_TASK DESCRIPTION_. Put each line of the listing below into a Markdown table with the columns Row and Line, numbering the rows and skipping any blank lines. Omit the pictures.

_PROVIDED DATA_.
:::::
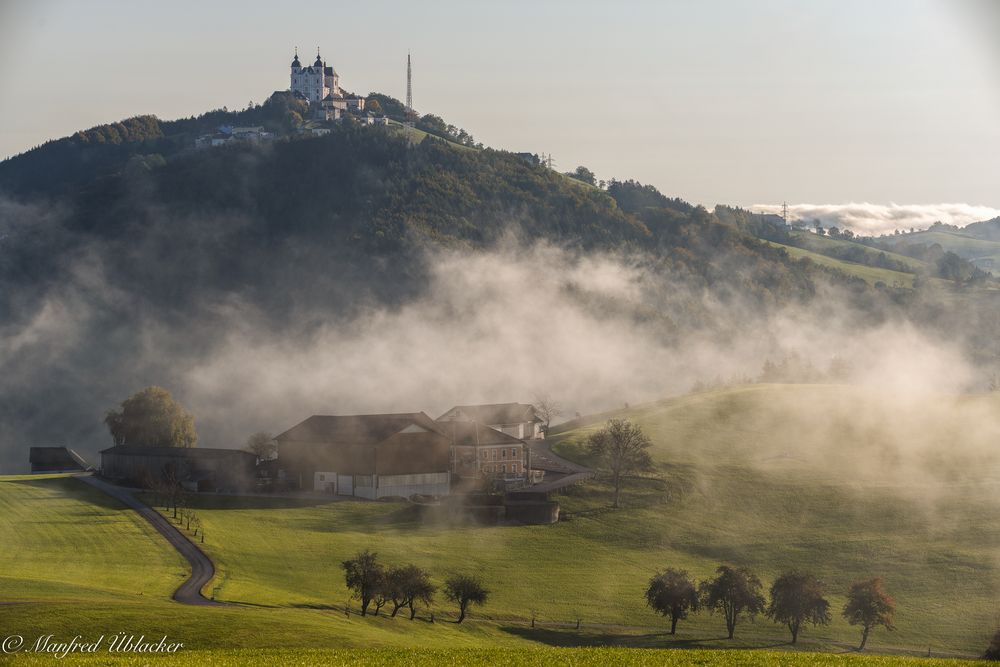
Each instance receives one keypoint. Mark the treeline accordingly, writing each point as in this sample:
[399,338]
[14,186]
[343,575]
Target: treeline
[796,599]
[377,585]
:::::
_SOLUTION TO THE EXERCISE_.
| Row | Line |
|---|---|
| 1 | Each instance receives one keypoint. Mark the treeline accordingly, writing each point as in this sample: |
| 2 | [399,338] |
| 3 | [14,186] |
| 4 | [343,575] |
| 5 | Target: treeline |
| 6 | [796,599] |
| 7 | [377,585] |